- STATED EXERCISE: Reproduce nothing but the closing run of lines: the line with "the doctor's hand." and each line that follows it to the end of the data.

- SUPPLIED DATA:
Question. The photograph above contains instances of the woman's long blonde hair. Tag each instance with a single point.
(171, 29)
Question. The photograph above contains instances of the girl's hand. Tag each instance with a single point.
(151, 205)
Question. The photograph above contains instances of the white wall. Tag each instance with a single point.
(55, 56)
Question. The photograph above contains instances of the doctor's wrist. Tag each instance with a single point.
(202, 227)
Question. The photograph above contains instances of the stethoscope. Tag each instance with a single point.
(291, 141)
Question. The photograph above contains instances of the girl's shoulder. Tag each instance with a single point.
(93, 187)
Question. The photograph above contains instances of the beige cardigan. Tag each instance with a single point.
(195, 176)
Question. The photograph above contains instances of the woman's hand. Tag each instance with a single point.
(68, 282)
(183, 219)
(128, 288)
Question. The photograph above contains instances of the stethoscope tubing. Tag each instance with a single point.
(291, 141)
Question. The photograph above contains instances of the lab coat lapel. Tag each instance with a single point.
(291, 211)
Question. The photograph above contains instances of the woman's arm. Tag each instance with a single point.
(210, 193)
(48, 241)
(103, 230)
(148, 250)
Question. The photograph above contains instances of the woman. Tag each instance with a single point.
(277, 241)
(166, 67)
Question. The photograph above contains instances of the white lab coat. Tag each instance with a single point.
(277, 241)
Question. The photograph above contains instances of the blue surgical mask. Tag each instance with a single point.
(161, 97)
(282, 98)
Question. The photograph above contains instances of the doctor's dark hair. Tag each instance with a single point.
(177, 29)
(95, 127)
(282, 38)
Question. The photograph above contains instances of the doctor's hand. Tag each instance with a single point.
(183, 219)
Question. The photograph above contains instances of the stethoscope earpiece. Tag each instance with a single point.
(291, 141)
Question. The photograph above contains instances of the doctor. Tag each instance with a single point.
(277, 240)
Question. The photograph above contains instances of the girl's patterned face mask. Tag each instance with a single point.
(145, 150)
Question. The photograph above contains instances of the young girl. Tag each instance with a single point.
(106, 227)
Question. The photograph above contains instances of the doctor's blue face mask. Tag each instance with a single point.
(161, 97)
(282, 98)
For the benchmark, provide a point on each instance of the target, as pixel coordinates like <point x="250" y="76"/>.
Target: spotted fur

- RIGHT ANSWER:
Question. The photograph above contains instances of the doctor's hand. Tag each instance with a single point.
(183, 219)
Question. The photograph above contains instances of the stethoscope earpiece. Tag each instance with a single point.
(291, 141)
Question. The photograph above contains instances of the doctor. Tag each instance with a single point.
(277, 240)
Question. The photograph above contains instances of the girl's patterned face mask. Tag each instance with a single point.
(145, 150)
Question. The photograph above contains instances of the young girl. Tag each instance with a single point.
(106, 227)
Question. The photograph above contains instances of the doctor's blue face mask. Tag each instance with a single point.
(161, 97)
(282, 98)
For the benchmark, provide a point on each instance of the target, as pixel coordinates like <point x="250" y="76"/>.
Target: spotted fur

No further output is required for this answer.